**COMPLETE THE FOLLOWING**
A - According to the passage about East Rochester, New Hampshire, why did the community's quality of life decline?
B - From the passage about East Rochester, extract the section that begins with the words containing "Unincorporated community in" and ends with "within city limits.".

**EXTRACTED TEXT**
Unincorporated community in New Hampshire, United States

East Rochester is a neighborhood within the city of Rochester, New Hampshire, United States, located on the banks of the Salmon Falls River which separates Maine from New Hampshire. Home to approximately 3,600 residents, the community is located 3 mi east of Rochester proper, and is one of two villages (the other being Gonic) within city limits.

==History==

The area was a farming community which developed into a small textile and shoe manufacturing mill town during the Industrial Revolution. The Abenaki people called the area's river Newichawannock, meaning "river with many falls", which in the 19th century became the source of water power for two mills. The first was called the Cocheco Woolen Manufacturing Company, with the second smaller one built upstream and called the White Mill. Between the 1880s and 1920s, "Eastside" (as it is referred to by locals) achieved its maximum growth. It was served by the Nashua & Rochester Railroad, which later became part of the Boston & Maine Railroad. Called "Rindgemere", the depot was located on Autumn Street. But during the Great Depression, the mills began to decline, and finally folded in the 1970s. With its principal employers gone, East Rochester slipped in its quality of life. More recently, however, the district has enjoyed a rebirth. Located near major routes and industrial centers, its small village ambience has attracted new residents, and several beautiful Victorian buildings have been restored. East Rochester gets a good percentage of local business from just across the border in Lebanon, Maine.

Dataset entries:
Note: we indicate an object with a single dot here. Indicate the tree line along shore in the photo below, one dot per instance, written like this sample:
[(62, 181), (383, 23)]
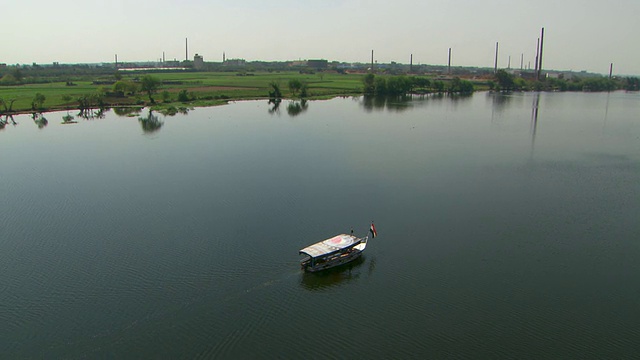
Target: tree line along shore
[(25, 91)]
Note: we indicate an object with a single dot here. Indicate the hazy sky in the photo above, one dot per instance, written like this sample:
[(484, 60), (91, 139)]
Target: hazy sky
[(579, 34)]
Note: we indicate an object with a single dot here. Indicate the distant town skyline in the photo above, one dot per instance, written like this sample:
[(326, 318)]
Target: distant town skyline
[(579, 35)]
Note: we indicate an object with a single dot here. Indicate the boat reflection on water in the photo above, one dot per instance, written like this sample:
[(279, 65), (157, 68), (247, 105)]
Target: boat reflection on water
[(337, 276)]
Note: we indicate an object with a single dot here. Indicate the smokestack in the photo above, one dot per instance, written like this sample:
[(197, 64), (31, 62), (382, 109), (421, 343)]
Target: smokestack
[(541, 46), (495, 68), (610, 70), (535, 66), (411, 64), (371, 60)]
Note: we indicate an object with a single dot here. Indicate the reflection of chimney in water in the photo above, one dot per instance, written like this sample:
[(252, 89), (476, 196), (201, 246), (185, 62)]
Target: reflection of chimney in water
[(534, 122)]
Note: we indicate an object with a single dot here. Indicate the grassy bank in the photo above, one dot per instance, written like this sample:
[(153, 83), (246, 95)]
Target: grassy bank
[(202, 89)]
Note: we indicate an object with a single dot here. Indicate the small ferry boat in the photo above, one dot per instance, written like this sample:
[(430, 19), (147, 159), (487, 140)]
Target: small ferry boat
[(332, 252)]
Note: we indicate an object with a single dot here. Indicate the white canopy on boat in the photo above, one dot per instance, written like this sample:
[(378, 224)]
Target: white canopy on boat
[(331, 245)]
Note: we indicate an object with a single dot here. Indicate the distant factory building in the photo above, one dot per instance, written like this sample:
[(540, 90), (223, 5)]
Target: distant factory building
[(198, 62), (235, 62), (318, 64)]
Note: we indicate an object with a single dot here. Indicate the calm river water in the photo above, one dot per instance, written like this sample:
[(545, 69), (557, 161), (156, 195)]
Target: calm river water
[(508, 228)]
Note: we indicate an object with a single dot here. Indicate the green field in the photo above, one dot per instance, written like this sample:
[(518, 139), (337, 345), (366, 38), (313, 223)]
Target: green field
[(205, 88)]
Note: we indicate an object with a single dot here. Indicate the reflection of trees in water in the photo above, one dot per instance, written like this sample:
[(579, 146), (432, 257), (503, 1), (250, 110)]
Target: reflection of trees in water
[(151, 123), (402, 103), (499, 100), (295, 108), (7, 119), (127, 111), (91, 114), (275, 109), (39, 120)]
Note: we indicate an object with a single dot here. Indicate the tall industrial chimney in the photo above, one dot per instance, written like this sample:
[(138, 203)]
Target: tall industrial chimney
[(495, 67), (411, 64), (371, 60)]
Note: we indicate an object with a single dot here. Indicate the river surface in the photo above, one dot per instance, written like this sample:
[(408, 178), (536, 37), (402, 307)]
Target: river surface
[(508, 227)]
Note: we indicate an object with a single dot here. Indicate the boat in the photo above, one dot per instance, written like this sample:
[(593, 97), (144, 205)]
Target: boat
[(332, 252)]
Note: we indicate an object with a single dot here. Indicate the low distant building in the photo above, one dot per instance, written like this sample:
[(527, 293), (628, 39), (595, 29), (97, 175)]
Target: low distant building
[(198, 62), (318, 64), (235, 62)]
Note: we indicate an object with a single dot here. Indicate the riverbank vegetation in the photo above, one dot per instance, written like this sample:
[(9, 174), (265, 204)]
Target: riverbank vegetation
[(38, 89)]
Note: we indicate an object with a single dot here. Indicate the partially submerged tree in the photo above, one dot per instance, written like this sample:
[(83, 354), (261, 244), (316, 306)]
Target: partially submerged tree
[(38, 101)]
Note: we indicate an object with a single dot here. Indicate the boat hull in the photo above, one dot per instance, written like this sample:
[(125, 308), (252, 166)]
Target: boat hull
[(345, 259)]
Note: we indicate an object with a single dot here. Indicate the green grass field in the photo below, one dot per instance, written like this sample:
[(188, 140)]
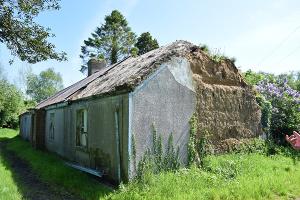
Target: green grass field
[(231, 176), (8, 187)]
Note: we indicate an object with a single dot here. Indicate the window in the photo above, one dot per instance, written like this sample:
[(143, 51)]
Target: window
[(51, 127), (81, 128)]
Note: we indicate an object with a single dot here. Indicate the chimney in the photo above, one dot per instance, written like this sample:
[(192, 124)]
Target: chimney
[(95, 65)]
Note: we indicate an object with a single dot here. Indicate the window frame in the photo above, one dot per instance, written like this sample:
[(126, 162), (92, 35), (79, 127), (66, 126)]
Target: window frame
[(81, 128), (52, 124)]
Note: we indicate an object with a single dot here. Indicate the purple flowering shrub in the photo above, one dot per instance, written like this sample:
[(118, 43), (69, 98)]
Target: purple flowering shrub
[(284, 110)]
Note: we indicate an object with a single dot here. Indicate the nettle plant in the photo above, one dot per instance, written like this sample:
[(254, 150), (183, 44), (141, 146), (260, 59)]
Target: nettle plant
[(284, 109), (157, 158)]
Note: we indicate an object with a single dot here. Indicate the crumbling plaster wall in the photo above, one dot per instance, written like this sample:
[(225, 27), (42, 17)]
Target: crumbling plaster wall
[(167, 101)]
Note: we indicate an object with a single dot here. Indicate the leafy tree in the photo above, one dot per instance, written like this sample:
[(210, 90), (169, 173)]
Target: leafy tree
[(146, 43), (42, 86), (112, 41), (22, 35), (11, 104)]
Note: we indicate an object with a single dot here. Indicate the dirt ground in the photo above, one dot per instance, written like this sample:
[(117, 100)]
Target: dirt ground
[(29, 183)]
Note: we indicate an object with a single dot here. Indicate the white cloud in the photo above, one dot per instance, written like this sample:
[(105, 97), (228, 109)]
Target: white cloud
[(271, 46)]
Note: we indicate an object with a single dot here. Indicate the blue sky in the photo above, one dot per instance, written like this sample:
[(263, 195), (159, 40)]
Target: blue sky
[(261, 35)]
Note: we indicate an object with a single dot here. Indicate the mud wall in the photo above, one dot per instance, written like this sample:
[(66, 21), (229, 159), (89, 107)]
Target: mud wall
[(226, 106)]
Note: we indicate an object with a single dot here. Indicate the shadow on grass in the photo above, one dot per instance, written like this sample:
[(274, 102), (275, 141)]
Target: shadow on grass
[(21, 158)]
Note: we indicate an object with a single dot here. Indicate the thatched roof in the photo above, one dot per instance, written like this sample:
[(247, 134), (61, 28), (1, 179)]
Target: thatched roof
[(123, 76)]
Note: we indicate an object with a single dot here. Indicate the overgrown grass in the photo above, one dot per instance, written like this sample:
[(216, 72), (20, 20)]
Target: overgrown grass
[(52, 169), (230, 176), (8, 186), (234, 176)]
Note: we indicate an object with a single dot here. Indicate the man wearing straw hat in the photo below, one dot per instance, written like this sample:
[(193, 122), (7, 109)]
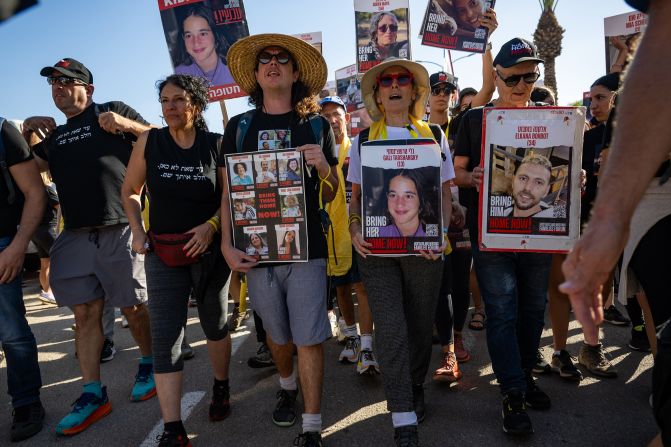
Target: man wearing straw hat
[(283, 75)]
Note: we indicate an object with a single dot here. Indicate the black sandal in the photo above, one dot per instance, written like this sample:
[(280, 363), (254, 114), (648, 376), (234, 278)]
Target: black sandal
[(477, 324)]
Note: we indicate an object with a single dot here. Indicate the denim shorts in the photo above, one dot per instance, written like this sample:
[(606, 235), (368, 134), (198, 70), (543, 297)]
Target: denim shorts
[(291, 301)]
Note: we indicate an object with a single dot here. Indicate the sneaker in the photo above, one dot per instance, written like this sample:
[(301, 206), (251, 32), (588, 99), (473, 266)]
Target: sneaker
[(418, 402), (170, 439), (47, 298), (220, 406), (448, 371), (541, 366), (308, 439), (285, 410), (614, 316), (262, 359), (350, 352), (406, 436), (534, 396), (594, 360), (108, 351), (639, 339), (562, 363), (459, 350), (27, 421), (87, 409), (367, 363), (144, 387), (516, 421)]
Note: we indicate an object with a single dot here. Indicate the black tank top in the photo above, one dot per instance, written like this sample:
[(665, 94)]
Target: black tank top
[(181, 183)]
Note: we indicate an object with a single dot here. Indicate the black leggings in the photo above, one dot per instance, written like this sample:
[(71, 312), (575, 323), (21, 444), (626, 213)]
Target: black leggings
[(454, 297)]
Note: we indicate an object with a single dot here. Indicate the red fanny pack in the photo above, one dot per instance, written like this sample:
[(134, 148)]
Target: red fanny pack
[(170, 248)]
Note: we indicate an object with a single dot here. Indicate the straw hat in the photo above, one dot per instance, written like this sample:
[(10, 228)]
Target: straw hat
[(242, 62), (421, 80)]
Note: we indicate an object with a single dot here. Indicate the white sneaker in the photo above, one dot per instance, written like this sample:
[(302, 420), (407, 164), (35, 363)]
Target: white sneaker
[(350, 353), (367, 363), (47, 298)]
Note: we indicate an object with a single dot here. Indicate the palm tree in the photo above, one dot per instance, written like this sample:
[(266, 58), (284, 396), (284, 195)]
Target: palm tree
[(548, 37)]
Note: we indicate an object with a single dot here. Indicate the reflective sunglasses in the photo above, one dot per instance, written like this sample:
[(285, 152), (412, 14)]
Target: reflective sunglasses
[(402, 79), (64, 80), (383, 28), (512, 81), (445, 90), (282, 57)]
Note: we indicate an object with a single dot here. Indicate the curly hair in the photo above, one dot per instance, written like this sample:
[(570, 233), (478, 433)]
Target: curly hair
[(196, 88)]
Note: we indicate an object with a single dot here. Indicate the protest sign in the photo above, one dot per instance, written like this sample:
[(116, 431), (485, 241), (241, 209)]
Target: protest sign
[(401, 196), (268, 204), (454, 25), (382, 31), (530, 195), (199, 34), (621, 33)]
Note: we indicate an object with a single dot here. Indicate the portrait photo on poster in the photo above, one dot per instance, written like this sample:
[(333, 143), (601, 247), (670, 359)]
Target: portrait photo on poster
[(199, 35), (382, 31)]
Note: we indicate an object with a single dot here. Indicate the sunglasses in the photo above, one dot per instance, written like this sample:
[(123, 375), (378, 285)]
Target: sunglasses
[(383, 28), (64, 80), (282, 57), (402, 79), (512, 81), (447, 91)]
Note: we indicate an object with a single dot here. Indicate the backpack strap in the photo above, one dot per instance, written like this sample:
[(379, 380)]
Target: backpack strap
[(4, 169)]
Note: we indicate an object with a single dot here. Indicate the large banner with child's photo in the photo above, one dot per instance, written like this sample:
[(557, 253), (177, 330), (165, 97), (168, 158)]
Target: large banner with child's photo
[(267, 196), (199, 34), (530, 195), (401, 196)]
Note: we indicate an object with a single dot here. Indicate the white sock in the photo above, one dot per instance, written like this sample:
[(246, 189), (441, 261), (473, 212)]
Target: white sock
[(403, 419), (366, 342), (312, 422), (289, 383)]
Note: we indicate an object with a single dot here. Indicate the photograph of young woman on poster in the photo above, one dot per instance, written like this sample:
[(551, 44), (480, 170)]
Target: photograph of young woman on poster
[(201, 51)]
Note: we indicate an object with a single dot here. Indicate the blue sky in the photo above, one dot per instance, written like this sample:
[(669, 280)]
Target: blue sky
[(122, 43)]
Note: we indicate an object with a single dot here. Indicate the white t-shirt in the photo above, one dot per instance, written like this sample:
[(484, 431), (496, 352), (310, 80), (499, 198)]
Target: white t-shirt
[(399, 133)]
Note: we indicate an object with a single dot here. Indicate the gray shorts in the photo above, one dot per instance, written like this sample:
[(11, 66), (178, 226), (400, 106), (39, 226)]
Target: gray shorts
[(91, 264), (291, 301)]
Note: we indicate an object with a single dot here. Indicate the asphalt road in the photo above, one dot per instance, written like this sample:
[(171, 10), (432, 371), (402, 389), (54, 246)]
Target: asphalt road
[(596, 412)]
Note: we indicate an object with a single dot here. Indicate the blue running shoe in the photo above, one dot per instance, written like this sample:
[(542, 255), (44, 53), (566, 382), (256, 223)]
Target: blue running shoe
[(145, 387), (86, 410)]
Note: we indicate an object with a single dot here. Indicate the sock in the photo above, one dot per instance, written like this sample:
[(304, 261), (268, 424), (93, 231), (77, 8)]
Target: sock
[(366, 342), (403, 419), (289, 383), (94, 387), (312, 422), (175, 427)]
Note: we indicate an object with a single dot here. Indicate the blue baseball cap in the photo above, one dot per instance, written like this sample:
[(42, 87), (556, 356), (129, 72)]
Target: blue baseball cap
[(333, 100)]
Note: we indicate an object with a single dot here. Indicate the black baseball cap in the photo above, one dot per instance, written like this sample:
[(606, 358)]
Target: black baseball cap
[(443, 78), (69, 67), (515, 52)]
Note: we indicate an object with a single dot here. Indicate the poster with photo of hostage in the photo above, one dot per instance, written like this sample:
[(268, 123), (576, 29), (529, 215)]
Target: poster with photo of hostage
[(199, 34), (530, 195), (267, 200), (401, 196), (622, 33), (455, 25), (382, 31)]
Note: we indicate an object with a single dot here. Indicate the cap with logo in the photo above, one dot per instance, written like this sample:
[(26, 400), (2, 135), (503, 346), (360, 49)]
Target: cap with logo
[(515, 52), (71, 68)]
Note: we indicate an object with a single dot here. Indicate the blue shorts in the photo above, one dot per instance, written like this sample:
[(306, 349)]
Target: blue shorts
[(291, 301)]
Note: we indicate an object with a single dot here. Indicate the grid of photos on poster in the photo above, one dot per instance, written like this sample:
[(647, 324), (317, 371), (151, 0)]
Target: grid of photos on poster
[(267, 197), (530, 199), (401, 196)]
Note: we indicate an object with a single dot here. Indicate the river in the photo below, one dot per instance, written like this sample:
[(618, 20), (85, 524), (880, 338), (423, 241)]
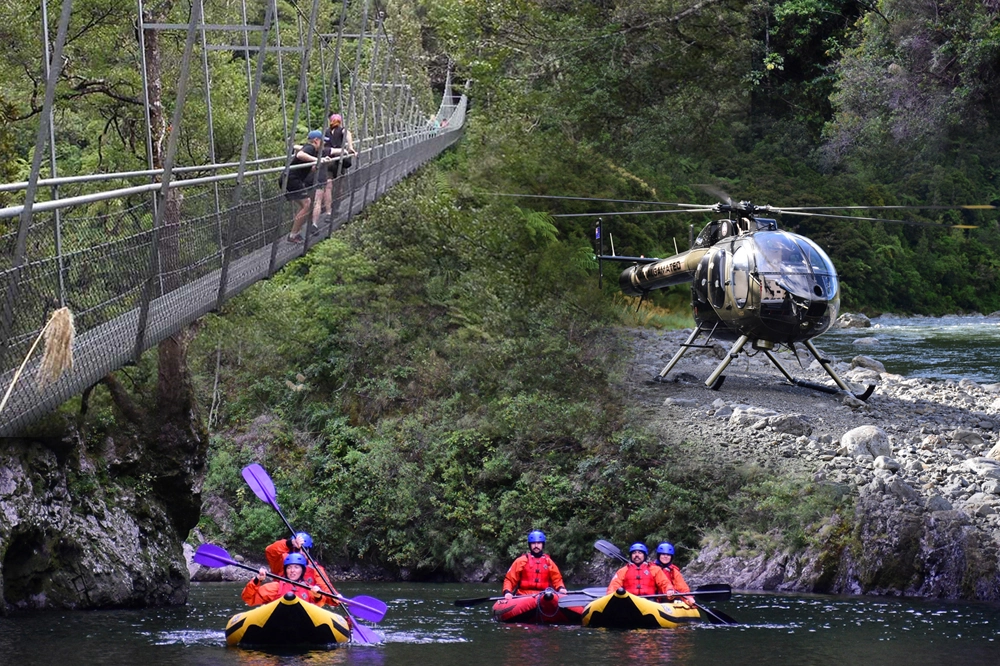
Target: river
[(952, 347), (422, 626)]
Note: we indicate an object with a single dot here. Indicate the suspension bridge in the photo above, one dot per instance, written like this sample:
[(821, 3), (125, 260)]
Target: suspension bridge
[(138, 255)]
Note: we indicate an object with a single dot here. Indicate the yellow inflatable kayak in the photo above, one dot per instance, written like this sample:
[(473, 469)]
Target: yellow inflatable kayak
[(627, 611), (287, 621)]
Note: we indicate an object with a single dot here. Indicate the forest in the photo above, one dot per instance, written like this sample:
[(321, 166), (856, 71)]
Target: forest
[(441, 376)]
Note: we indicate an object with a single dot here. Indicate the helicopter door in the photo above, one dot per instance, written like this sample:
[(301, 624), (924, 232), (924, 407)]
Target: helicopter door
[(741, 276), (716, 278)]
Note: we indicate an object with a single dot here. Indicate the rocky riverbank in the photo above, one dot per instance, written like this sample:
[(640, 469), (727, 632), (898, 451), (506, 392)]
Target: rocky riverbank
[(921, 459)]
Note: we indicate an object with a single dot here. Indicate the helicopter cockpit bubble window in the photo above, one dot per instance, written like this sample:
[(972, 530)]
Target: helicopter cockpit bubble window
[(795, 264), (741, 275)]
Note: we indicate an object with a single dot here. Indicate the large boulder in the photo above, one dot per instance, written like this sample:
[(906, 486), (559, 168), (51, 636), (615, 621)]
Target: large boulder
[(866, 440), (986, 467), (853, 320), (968, 438), (867, 362), (790, 424)]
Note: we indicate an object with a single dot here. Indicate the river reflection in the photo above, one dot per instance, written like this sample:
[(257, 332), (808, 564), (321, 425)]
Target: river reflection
[(424, 627), (951, 347)]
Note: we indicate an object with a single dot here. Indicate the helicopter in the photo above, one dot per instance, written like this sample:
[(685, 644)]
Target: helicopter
[(752, 283)]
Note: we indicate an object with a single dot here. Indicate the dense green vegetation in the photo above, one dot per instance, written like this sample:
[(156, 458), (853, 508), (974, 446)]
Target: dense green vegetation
[(427, 388), (444, 375)]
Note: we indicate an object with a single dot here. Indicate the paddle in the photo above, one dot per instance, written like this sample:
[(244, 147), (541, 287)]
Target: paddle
[(717, 591), (715, 616), (475, 601), (213, 557), (262, 486)]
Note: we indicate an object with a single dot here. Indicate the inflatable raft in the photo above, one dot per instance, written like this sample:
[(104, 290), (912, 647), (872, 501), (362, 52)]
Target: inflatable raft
[(541, 608), (287, 621), (627, 611)]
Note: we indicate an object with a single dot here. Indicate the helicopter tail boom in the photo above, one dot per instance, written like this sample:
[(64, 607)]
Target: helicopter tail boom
[(678, 269)]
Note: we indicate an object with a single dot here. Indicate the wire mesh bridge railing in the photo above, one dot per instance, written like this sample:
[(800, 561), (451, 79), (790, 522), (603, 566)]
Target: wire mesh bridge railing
[(135, 263)]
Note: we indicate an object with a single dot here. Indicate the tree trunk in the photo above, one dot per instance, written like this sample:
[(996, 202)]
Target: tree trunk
[(181, 439)]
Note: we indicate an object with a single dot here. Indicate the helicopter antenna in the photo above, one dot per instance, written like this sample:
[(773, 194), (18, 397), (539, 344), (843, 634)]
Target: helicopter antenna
[(600, 256)]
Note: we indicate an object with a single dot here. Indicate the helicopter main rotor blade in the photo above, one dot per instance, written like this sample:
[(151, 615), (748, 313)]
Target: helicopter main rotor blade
[(785, 211), (955, 207), (635, 201), (633, 212)]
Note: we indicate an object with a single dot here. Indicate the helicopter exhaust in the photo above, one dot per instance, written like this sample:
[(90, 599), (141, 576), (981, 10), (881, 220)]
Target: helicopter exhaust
[(637, 280)]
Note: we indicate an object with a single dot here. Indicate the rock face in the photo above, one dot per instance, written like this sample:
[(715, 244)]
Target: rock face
[(892, 546), (87, 524)]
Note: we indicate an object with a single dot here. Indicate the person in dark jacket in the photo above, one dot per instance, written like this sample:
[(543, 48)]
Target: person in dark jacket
[(299, 183)]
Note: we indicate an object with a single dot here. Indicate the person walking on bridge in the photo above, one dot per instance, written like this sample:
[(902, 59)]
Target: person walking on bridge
[(299, 182), (339, 145), (534, 571)]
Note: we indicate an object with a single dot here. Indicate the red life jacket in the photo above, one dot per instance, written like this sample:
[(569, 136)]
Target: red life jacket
[(639, 580), (301, 592), (536, 574)]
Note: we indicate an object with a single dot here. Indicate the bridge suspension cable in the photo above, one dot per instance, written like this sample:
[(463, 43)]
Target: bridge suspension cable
[(137, 253)]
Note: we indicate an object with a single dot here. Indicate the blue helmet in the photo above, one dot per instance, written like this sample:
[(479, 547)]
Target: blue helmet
[(296, 558)]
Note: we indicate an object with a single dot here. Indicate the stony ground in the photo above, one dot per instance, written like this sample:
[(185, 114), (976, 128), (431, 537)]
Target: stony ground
[(931, 442)]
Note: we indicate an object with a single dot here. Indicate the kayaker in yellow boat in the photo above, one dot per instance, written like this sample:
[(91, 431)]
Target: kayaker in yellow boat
[(534, 571), (280, 549), (257, 592), (638, 577), (676, 583)]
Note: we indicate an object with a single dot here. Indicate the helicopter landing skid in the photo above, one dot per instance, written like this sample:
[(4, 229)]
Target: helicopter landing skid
[(716, 379), (843, 387), (687, 344)]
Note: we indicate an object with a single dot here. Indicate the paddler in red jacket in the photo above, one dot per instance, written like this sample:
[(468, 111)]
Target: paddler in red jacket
[(639, 577), (257, 592), (278, 551), (675, 581), (534, 571)]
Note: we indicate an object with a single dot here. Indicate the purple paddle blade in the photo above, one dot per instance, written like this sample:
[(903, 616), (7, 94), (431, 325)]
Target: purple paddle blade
[(212, 556), (365, 607), (260, 483), (363, 634)]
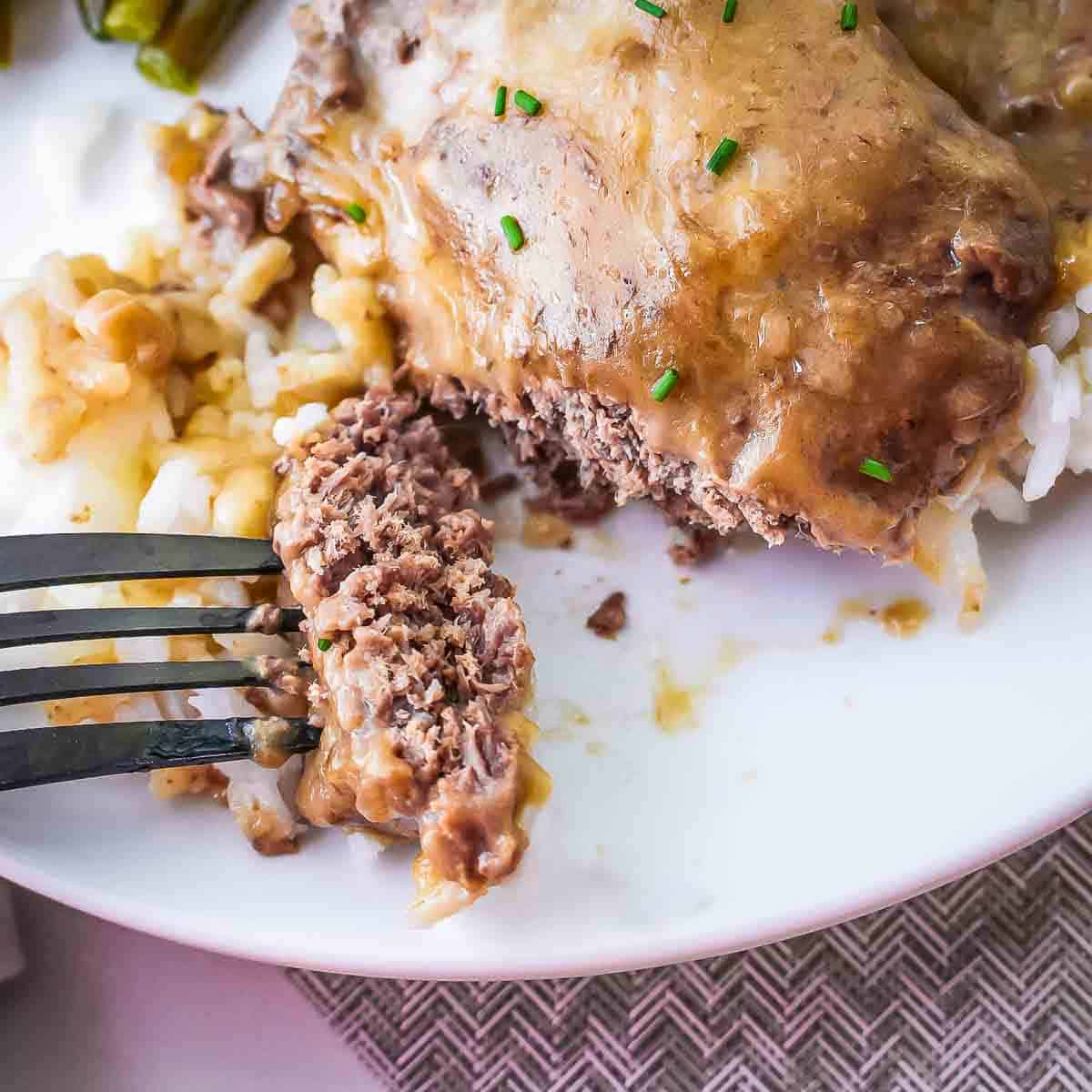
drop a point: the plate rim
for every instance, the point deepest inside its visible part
(293, 951)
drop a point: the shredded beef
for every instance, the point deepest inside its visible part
(419, 647)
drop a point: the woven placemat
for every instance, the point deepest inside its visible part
(982, 986)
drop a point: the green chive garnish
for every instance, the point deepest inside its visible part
(723, 156)
(529, 104)
(665, 385)
(512, 232)
(873, 468)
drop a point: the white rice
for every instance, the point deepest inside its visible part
(1057, 418)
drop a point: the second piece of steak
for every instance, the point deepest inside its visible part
(420, 648)
(852, 288)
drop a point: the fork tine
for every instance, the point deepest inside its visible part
(41, 756)
(46, 627)
(39, 561)
(52, 683)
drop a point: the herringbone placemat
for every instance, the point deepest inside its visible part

**RESULTS OF THE EXERCISE**
A - The mills, which were East Rochester's principal employers, began to decline during the Great Depression and finally folded in the 1970s. With those employers gone, the community's quality of life slipped.

B -
Unincorporated community in New Hampshire, United States

East Rochester is a neighborhood within the city of Rochester, New Hampshire, United States, located on the banks of the Salmon Falls River which separates Maine from New Hampshire. Home to approximately 3,600 residents, the community is located 3 mi east of Rochester proper, and is one of two villages (the other being Gonic) within city limits.